Reproduce the following lines character for character, with no changes.

-------- SUPPLIED RECORDS

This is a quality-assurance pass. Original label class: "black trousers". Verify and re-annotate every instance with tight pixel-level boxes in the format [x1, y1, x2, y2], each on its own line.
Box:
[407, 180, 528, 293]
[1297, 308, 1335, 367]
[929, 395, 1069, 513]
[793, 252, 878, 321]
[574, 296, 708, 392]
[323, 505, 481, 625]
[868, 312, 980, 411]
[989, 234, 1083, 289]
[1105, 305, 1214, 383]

----------------

FULL ANSWER:
This is a quality-assurance pass. Original label class: "black trousers". Verify and re-annotate every instance with tight pixel-level boxes in the format [x1, y1, x2, y2], each on its own line.
Box:
[407, 180, 528, 293]
[1297, 308, 1335, 367]
[929, 395, 1069, 513]
[793, 252, 878, 321]
[574, 296, 708, 392]
[323, 505, 481, 625]
[868, 312, 980, 411]
[989, 234, 1083, 289]
[1105, 305, 1214, 383]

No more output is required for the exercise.